- _Textauszug_:
========================

REGIONALMEDIEN BURGENLAND: Sie fordern, dass die Wirtschaftshilfen für die vom Lockdown hart getroffenen Betriebe rasch nachgebessert werden. Können Sie das konkretisieren?

PETER NEMETH: Durch die Corona-Krise sind viele Unternehmer unverschuldet in Schwierigkeiten geraten. Die Wirtschaftshilfen dürfen nicht nur dazu da sein, irgendwie über die Runden zu kommen, diese Hilfen müssen zulassen, dass Unternehmen nach der Krise rasch wieder Fuß fassen und durchstarten können. Konkret geht es zum Beispiel beim Ausfallsbonus darum, ab wann dieser zusteht bzw. wie hoch die Ersatzraten sind. Leider sind auch die Bearbeitungszeiten vielfach zu lang.

========================

- _Angezeigte Daten_:
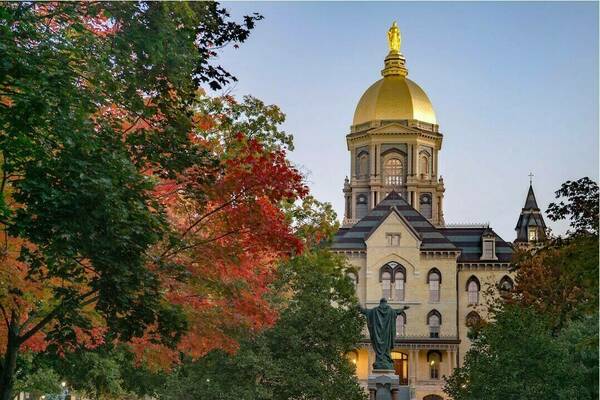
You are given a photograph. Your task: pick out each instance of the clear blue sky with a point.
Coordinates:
(514, 86)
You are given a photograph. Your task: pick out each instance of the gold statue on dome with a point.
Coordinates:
(394, 38)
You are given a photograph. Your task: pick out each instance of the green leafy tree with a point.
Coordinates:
(304, 355)
(542, 338)
(75, 207)
(517, 357)
(579, 204)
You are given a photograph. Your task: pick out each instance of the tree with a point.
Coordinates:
(304, 354)
(77, 209)
(542, 339)
(581, 206)
(516, 357)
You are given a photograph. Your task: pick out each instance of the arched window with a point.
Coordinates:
(393, 171)
(386, 285)
(434, 320)
(400, 324)
(506, 285)
(401, 366)
(473, 288)
(434, 358)
(473, 319)
(425, 205)
(353, 279)
(363, 164)
(352, 357)
(399, 279)
(361, 206)
(424, 164)
(434, 279)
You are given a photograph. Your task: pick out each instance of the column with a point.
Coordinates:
(414, 161)
(412, 366)
(371, 160)
(352, 165)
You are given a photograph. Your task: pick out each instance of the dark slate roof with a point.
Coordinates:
(530, 217)
(354, 237)
(468, 240)
(465, 239)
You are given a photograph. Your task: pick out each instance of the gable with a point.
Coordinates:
(354, 238)
(393, 224)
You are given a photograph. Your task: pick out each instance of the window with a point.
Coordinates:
(532, 234)
(506, 285)
(401, 366)
(386, 285)
(473, 319)
(434, 320)
(393, 172)
(434, 358)
(399, 284)
(425, 205)
(473, 290)
(363, 164)
(434, 279)
(353, 279)
(424, 165)
(393, 239)
(352, 357)
(361, 206)
(400, 323)
(488, 252)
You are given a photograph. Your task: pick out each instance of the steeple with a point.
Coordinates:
(531, 228)
(394, 143)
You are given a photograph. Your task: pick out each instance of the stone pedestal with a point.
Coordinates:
(383, 384)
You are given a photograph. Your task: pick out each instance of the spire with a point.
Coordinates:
(530, 202)
(395, 63)
(531, 228)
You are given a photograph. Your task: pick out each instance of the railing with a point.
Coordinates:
(466, 225)
(416, 335)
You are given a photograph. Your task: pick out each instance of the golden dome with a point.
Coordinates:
(395, 97)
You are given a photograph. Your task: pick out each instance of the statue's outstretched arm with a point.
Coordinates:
(399, 311)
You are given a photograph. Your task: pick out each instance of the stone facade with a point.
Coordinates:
(395, 237)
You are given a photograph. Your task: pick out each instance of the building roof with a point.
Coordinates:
(395, 97)
(465, 240)
(468, 240)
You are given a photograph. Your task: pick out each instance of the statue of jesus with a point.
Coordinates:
(381, 322)
(394, 38)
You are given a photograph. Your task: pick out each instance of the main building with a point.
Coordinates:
(395, 237)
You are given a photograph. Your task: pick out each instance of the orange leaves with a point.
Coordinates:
(232, 233)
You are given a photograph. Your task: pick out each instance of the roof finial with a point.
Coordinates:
(394, 38)
(394, 62)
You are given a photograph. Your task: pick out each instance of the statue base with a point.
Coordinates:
(383, 384)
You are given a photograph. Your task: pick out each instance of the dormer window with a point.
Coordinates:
(393, 239)
(532, 234)
(393, 172)
(488, 246)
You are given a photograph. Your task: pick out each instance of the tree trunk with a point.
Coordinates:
(9, 365)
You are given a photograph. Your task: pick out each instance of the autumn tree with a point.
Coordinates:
(79, 208)
(304, 355)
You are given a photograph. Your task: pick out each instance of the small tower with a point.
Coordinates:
(531, 228)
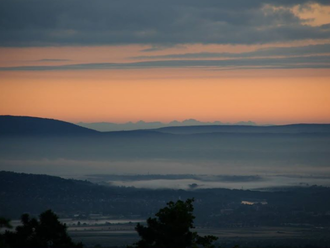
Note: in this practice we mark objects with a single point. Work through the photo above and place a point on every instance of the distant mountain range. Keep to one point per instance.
(23, 125)
(108, 126)
(34, 126)
(60, 148)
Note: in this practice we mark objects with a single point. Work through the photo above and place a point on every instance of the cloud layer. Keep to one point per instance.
(228, 64)
(103, 22)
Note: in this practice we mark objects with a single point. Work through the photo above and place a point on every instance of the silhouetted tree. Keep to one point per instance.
(171, 228)
(45, 232)
(4, 223)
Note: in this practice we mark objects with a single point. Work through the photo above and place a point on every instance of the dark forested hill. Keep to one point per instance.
(23, 125)
(30, 193)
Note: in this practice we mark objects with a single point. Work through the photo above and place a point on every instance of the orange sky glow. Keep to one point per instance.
(263, 96)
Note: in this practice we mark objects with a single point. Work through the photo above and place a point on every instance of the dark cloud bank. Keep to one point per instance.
(103, 22)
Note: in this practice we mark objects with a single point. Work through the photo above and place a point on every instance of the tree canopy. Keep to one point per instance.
(47, 232)
(172, 228)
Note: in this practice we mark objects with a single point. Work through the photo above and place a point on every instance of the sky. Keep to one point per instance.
(129, 60)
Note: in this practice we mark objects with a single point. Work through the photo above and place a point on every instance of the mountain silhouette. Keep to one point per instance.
(23, 125)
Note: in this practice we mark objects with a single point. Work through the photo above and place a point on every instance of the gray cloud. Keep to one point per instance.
(246, 63)
(266, 52)
(102, 22)
(53, 60)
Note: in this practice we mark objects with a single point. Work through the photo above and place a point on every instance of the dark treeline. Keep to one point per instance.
(21, 193)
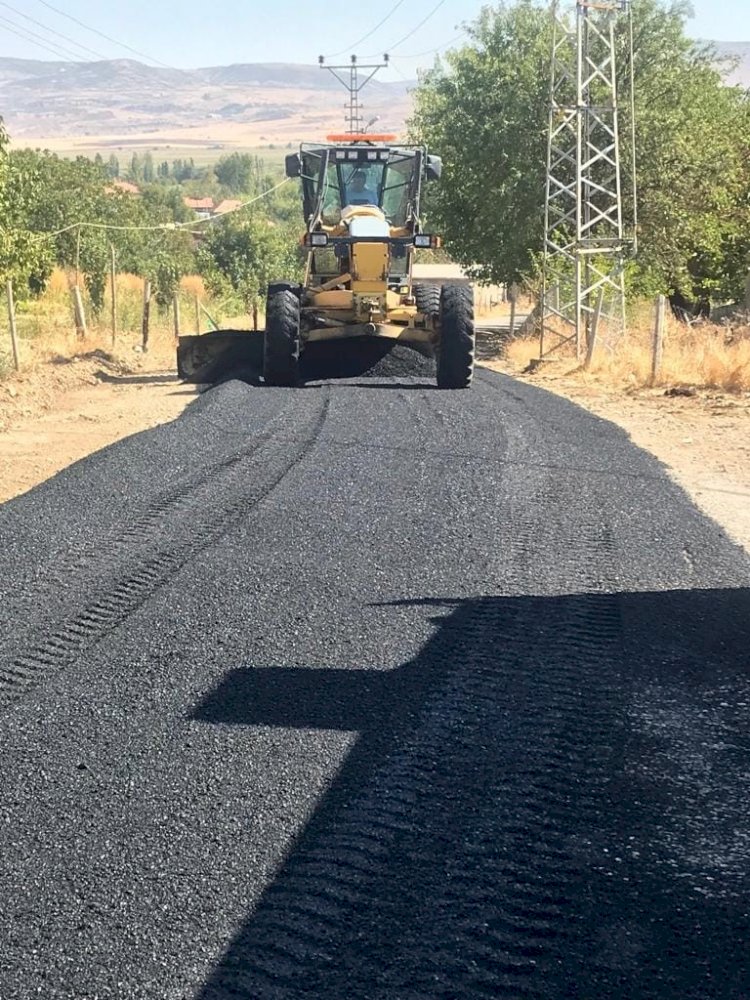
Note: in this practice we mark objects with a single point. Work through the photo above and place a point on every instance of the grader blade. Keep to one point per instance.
(220, 355)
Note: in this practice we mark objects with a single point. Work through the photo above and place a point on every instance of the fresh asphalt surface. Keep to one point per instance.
(367, 690)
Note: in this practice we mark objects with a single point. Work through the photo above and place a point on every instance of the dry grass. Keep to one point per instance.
(47, 330)
(702, 356)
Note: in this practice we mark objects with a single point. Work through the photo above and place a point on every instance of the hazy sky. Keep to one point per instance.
(195, 33)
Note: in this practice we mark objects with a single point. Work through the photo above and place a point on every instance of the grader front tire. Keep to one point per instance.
(456, 344)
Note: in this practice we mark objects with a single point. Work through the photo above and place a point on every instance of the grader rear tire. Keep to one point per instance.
(457, 338)
(281, 344)
(427, 298)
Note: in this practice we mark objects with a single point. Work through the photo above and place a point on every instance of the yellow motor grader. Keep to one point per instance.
(361, 202)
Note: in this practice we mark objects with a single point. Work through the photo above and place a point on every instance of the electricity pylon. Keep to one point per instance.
(586, 242)
(355, 85)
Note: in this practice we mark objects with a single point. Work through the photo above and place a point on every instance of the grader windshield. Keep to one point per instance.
(334, 178)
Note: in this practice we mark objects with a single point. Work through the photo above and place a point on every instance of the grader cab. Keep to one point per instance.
(361, 204)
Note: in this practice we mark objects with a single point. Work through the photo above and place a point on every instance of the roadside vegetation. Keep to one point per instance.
(484, 106)
(46, 248)
(700, 355)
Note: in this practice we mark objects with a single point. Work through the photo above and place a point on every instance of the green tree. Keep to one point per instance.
(149, 173)
(135, 172)
(236, 172)
(485, 109)
(248, 254)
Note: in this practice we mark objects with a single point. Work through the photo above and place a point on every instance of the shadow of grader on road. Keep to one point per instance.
(547, 801)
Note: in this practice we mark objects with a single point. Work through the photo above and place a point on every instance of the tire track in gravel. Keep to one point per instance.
(226, 492)
(478, 793)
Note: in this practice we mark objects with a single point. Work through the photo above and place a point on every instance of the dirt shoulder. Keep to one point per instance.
(56, 414)
(703, 439)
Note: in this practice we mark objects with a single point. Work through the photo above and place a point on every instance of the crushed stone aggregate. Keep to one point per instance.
(420, 694)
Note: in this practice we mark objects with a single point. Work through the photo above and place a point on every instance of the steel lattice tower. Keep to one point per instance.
(355, 85)
(586, 244)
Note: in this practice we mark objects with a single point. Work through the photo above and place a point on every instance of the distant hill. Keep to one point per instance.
(121, 98)
(741, 52)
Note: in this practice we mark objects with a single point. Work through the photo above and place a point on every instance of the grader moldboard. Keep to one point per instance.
(361, 201)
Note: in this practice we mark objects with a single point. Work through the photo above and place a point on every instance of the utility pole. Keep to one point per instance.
(349, 76)
(587, 198)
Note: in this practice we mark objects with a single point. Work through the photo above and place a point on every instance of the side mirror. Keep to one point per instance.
(293, 165)
(434, 168)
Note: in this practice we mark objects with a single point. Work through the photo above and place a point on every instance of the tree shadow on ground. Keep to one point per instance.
(549, 801)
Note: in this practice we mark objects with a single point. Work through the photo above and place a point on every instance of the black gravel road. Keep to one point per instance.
(368, 690)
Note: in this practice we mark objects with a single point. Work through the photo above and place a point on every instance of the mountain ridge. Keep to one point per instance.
(124, 100)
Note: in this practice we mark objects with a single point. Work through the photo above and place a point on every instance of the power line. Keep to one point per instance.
(43, 43)
(350, 48)
(162, 226)
(424, 21)
(429, 52)
(52, 31)
(101, 34)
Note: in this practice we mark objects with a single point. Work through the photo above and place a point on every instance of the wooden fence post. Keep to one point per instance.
(12, 321)
(113, 289)
(658, 343)
(146, 314)
(594, 332)
(79, 313)
(176, 307)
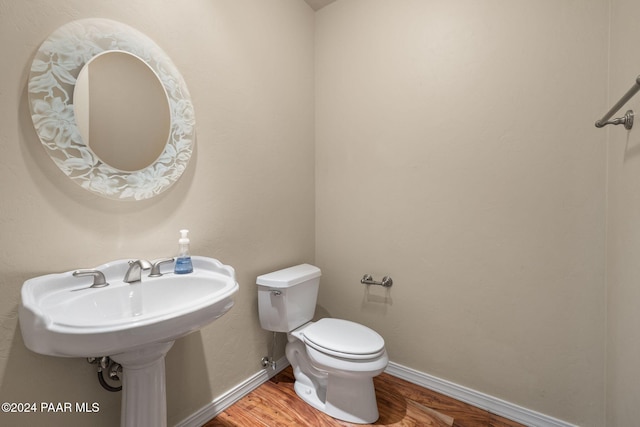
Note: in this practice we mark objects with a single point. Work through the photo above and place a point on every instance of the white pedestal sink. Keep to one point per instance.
(135, 324)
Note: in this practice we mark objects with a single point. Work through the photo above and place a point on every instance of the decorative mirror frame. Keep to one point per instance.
(51, 83)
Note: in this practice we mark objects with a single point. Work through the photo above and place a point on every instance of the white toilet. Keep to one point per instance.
(334, 361)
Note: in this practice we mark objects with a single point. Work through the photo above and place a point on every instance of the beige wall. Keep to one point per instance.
(623, 232)
(455, 151)
(247, 195)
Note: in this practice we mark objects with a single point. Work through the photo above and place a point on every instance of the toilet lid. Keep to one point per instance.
(344, 339)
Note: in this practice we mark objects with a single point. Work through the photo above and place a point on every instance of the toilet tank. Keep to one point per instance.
(287, 298)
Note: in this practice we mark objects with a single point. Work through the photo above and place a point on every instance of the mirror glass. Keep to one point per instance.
(121, 110)
(132, 133)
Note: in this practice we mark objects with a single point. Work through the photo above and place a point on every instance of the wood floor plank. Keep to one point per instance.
(400, 403)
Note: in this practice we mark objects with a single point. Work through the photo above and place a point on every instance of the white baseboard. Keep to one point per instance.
(219, 404)
(479, 400)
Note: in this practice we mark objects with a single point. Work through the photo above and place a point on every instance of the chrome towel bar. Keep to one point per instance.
(627, 119)
(387, 282)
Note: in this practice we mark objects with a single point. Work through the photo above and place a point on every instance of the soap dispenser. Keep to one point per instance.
(183, 260)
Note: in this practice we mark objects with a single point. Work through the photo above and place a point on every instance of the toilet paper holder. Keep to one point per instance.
(387, 282)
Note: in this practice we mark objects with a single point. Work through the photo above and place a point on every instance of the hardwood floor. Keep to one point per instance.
(400, 403)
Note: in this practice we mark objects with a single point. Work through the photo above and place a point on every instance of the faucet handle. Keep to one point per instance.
(98, 277)
(155, 266)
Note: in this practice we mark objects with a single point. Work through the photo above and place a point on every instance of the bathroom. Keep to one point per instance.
(450, 145)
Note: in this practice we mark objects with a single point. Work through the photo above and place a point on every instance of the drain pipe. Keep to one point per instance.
(115, 371)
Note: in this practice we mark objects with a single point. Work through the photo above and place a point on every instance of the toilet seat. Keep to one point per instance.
(343, 338)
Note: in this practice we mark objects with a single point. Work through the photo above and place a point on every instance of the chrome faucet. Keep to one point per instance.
(135, 270)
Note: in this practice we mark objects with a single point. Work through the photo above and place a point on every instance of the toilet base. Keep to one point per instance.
(341, 389)
(347, 399)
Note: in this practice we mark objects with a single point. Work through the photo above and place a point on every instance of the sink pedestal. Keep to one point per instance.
(144, 396)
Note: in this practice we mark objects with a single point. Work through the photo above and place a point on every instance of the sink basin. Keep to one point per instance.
(61, 316)
(134, 323)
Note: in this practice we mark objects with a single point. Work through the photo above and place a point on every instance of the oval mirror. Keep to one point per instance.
(93, 159)
(121, 110)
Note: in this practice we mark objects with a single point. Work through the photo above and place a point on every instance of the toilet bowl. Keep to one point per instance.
(333, 360)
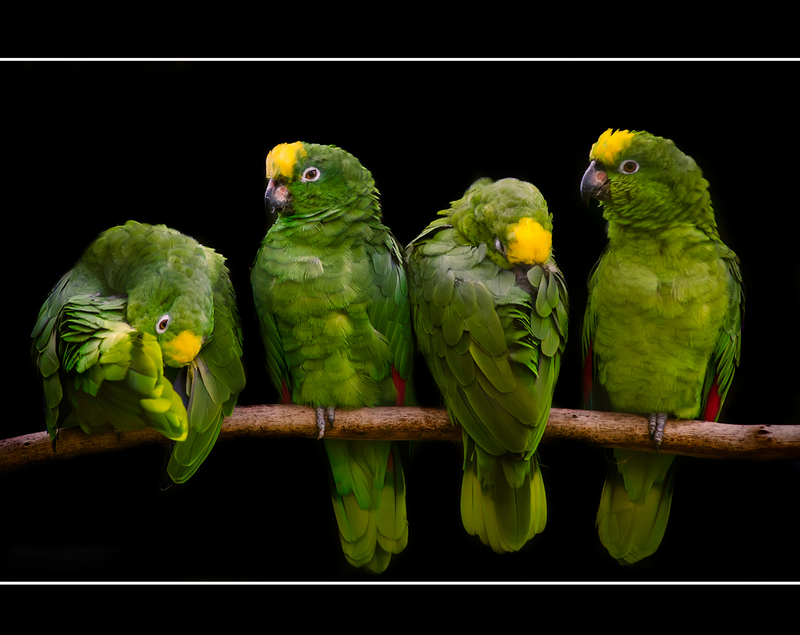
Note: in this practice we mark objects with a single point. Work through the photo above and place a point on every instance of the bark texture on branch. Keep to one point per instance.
(700, 439)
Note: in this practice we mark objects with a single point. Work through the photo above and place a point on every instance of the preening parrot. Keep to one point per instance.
(490, 310)
(661, 334)
(331, 296)
(143, 331)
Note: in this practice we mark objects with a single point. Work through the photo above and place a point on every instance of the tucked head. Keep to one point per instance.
(176, 307)
(508, 215)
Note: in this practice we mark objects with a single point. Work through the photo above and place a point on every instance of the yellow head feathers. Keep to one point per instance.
(283, 157)
(528, 242)
(610, 145)
(183, 348)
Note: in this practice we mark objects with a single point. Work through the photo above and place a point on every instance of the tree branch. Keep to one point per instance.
(700, 439)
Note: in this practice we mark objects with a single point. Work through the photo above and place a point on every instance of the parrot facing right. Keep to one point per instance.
(490, 311)
(143, 332)
(661, 334)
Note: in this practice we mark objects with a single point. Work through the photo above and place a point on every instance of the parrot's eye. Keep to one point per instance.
(162, 324)
(310, 174)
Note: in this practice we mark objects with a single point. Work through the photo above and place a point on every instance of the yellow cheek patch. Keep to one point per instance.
(283, 157)
(183, 348)
(610, 145)
(529, 243)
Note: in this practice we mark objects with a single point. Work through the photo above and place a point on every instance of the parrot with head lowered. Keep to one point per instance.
(331, 296)
(143, 332)
(661, 334)
(490, 311)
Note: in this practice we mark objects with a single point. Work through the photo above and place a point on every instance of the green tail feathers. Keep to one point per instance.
(502, 500)
(142, 332)
(635, 503)
(369, 501)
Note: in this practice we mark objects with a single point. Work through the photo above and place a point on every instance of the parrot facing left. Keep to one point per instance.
(662, 329)
(331, 296)
(143, 332)
(490, 311)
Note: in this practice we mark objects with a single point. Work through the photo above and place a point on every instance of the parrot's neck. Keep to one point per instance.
(335, 228)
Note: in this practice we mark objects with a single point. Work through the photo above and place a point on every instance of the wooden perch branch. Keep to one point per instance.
(701, 439)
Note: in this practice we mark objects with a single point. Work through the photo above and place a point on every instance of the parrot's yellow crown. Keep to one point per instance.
(283, 157)
(528, 242)
(610, 145)
(184, 347)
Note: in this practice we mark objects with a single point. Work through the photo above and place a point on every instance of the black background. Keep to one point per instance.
(89, 145)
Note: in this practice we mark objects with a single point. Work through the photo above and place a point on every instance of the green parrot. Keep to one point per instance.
(331, 297)
(143, 331)
(490, 310)
(661, 334)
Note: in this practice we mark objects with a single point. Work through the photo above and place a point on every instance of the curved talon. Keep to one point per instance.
(657, 422)
(320, 422)
(321, 413)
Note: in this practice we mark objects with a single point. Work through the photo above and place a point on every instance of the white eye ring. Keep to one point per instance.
(310, 174)
(628, 166)
(163, 324)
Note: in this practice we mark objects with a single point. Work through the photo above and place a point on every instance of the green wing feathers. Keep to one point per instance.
(99, 372)
(113, 376)
(492, 336)
(213, 383)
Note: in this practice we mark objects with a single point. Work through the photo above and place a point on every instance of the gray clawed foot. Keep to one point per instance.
(321, 412)
(657, 422)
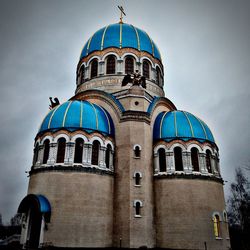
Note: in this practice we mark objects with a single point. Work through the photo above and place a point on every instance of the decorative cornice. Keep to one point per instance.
(120, 52)
(70, 169)
(189, 177)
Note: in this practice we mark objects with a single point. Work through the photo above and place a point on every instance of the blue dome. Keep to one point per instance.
(120, 35)
(181, 125)
(73, 115)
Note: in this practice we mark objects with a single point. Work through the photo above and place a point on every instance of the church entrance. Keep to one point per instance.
(36, 212)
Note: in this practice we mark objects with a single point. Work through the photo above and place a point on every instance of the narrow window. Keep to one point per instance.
(35, 154)
(137, 208)
(208, 161)
(110, 65)
(94, 68)
(46, 151)
(195, 159)
(129, 65)
(108, 153)
(78, 150)
(162, 160)
(145, 67)
(61, 145)
(82, 74)
(178, 159)
(137, 151)
(137, 179)
(95, 153)
(158, 76)
(216, 225)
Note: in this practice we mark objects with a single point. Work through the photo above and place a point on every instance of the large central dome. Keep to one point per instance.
(120, 35)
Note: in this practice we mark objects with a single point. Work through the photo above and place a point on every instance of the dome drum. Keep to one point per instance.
(95, 71)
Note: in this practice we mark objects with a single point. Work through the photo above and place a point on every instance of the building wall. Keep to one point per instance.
(184, 211)
(82, 208)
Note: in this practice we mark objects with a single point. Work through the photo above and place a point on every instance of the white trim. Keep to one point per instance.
(66, 137)
(92, 139)
(73, 139)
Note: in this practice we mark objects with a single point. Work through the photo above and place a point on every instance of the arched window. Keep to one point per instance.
(137, 179)
(46, 151)
(78, 150)
(129, 65)
(216, 220)
(36, 150)
(137, 151)
(195, 159)
(162, 160)
(145, 68)
(94, 68)
(108, 154)
(82, 74)
(137, 205)
(178, 159)
(61, 145)
(110, 69)
(208, 161)
(158, 76)
(95, 153)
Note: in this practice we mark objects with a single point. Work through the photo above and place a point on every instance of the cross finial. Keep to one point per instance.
(122, 13)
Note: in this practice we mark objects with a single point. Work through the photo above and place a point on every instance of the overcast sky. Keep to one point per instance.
(205, 47)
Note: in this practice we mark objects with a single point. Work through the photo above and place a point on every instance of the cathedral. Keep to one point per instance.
(118, 165)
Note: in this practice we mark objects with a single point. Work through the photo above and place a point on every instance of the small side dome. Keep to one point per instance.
(120, 35)
(181, 125)
(73, 115)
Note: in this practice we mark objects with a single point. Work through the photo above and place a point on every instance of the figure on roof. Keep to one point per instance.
(135, 79)
(53, 103)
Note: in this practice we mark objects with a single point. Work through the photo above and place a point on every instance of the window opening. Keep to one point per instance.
(61, 145)
(129, 65)
(46, 151)
(137, 208)
(110, 65)
(195, 159)
(137, 151)
(94, 68)
(108, 153)
(82, 74)
(78, 150)
(145, 67)
(36, 150)
(208, 161)
(137, 179)
(217, 225)
(95, 153)
(178, 159)
(162, 160)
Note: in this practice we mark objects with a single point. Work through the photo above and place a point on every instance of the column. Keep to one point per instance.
(87, 151)
(69, 159)
(102, 155)
(52, 153)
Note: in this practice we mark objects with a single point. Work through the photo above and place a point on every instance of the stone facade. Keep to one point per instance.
(128, 191)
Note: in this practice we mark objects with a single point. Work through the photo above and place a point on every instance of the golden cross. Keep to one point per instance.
(122, 13)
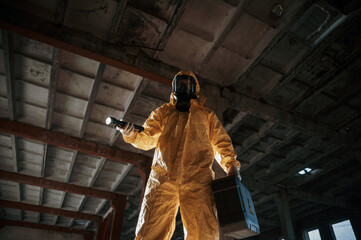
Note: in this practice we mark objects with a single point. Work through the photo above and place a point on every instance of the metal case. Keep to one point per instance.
(236, 214)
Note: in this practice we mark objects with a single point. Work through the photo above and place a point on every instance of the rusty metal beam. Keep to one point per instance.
(62, 140)
(44, 227)
(49, 210)
(66, 187)
(14, 20)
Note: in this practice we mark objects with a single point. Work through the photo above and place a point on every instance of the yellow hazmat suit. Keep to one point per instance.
(181, 175)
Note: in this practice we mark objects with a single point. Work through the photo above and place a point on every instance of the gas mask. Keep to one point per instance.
(184, 89)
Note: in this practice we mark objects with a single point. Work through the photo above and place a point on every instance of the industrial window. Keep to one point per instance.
(343, 230)
(314, 235)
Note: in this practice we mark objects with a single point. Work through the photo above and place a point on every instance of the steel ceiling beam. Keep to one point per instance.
(49, 210)
(45, 227)
(66, 187)
(70, 40)
(268, 112)
(62, 140)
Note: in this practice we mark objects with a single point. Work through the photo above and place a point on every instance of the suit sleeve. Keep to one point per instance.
(222, 145)
(148, 138)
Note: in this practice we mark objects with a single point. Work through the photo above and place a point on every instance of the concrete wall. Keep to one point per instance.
(21, 233)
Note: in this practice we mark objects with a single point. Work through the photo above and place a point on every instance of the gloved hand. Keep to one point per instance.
(234, 171)
(127, 130)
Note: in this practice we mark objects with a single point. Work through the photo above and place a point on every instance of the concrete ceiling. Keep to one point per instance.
(282, 75)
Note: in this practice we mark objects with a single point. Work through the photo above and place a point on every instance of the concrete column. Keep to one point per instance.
(355, 219)
(118, 206)
(285, 215)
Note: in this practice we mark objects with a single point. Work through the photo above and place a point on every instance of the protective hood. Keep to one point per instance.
(200, 97)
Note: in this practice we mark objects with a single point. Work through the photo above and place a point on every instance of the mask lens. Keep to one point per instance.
(184, 84)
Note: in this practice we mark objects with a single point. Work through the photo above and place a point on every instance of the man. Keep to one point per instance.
(187, 136)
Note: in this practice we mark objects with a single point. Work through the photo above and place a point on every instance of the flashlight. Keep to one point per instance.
(113, 122)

========================

- _Aufgabe_:
Um welche zwei Punkte geht es beim Ausfallsbonus laut Peter Nemeth im Textauszug konkret?

- _Lösung_:
Darum, ab wann der Ausfallsbonus zusteht und wie hoch die Ersatzraten sind.